JOB 1:
In the court opinion, what sentence did the trial court impose on Ramos?

TEXT SEGMENT:
□ □ □ □ □ □ □
Court of Appeals of Indiana
Jul 17, 2007
869 N.E.2d 1262 (Ind. Ct. App. 2007)

Opinion

No. 49A04-0609-CR-482.

July 17, 2007.

Appeal from the Superior Court, Marion County, Amy Barbar, Magistrate.

Ellizabeth A. Gabig, Marion County Public Defender Agency, Indianapolis, IN, Attorney for Appellant.

Steve Carter, Attorney General of Indiana, Arthur Thaddeus Perry, Deputy Attorney General, Indianapolis, IN, Attorneys for Appellee.


OPINION


STATEMENT OF THE CASE

Sergio Ramos appeals the sentence imposed following his plea of guilty to attempted sexual misconduct with a minor, as a class B felony.

We reverse and remand with instructions.

ISSUE

Whether the trial court erred in sentencing Ramos.

FACTS

On November 28, 2005, the State charged Ramos with child molesting, as a class A felony, and child molesting, as a class C felony. On August 7, 2006, Ramos and the State entered into a plea agreement, whereby Ramos agreed to plead guilty to attempted sexual misconduct with a minor, as a class B felony, and the State agreed to dismiss both charges of child molesting. The plea agreement provided that the State would recommend a sentence of fifteen years, with "terms open to the Court." (App.39).

During the plea hearing, Ramos admitted that he took B.B., a child he believed to be fourteen years-old but less than sixteen years-old, "to his room and disrobed." (Tr. 13). Ramos also admitted to being at least twenty-one years-old when he committed the offense.

The trial court accepted the terms of the plea agreement and held a sentencing hearing on August 7, 2006. During the hearing, Ramos offered his acceptance of responsibility and lack of prior criminal history as mitigating circumstances. The State offered Ramos' status as an illegal alien as an aggravating circumstance. The trial court sentenced Ramos to fifteen years, with five years suspended, for a total executed sentence of ten years. The trial court did not address aggravating or mitigating circumstances.

DECISION

Ramos asserts that the trial court failed to consider the proffered mitigating circumstances. Thus, Ramos asserts that the executed portion of his sentence is inappropriate because it does not reflect the character of the offender.

Indiana's new advisory sentencing scheme, which went into effect on April 25, 2005, applies in this case. Pursuant to Indiana Code section 25-50-2-5, "[a] person who commits a Class B felony shall be imprisoned for a fixed term of between six (6) and twenty (20) years, with the advisory sentence being ten (10) years."

Sentences are within the trial court's discretion. Anglemyer v. State, 868 N.E.2d 482, 490 (Ind., 2007). Accordingly, we review a sentence for abuse of that discretion. Id.
□ □ □ □ □ □ □
RECORDED INFORMATION:
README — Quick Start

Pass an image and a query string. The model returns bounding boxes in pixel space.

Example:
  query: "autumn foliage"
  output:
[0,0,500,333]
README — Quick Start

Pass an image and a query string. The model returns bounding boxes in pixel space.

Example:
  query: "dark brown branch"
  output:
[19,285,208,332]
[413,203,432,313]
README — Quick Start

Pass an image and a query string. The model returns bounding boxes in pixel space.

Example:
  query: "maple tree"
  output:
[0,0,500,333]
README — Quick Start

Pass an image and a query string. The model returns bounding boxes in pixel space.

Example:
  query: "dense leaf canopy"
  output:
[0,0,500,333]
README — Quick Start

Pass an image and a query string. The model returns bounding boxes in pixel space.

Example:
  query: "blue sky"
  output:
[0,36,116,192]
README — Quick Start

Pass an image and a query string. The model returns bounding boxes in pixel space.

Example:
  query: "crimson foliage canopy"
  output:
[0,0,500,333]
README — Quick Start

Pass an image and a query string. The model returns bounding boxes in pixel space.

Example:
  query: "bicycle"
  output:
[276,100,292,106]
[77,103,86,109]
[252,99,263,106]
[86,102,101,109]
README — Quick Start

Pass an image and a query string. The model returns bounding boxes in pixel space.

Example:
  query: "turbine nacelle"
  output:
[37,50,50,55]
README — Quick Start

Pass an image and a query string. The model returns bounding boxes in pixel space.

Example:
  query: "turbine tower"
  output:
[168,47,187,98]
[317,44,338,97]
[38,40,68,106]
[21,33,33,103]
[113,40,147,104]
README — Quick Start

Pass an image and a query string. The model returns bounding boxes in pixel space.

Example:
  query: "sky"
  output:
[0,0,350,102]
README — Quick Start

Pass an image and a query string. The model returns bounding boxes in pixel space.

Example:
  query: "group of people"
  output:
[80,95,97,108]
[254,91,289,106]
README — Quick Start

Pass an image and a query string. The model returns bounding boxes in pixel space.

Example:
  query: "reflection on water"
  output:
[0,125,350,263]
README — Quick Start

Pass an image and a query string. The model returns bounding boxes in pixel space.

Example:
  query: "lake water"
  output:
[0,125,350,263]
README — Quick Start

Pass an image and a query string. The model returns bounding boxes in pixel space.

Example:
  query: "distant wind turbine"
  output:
□ □ □ □ □ □ □
JOB 2:
Pick out each line of the records that contains the word "water".

OUTPUT 1:
Fifteen years, with five years suspended, for a total executed sentence of ten years.

OUTPUT 2:
  query: "reflection on water"
  query: "lake water"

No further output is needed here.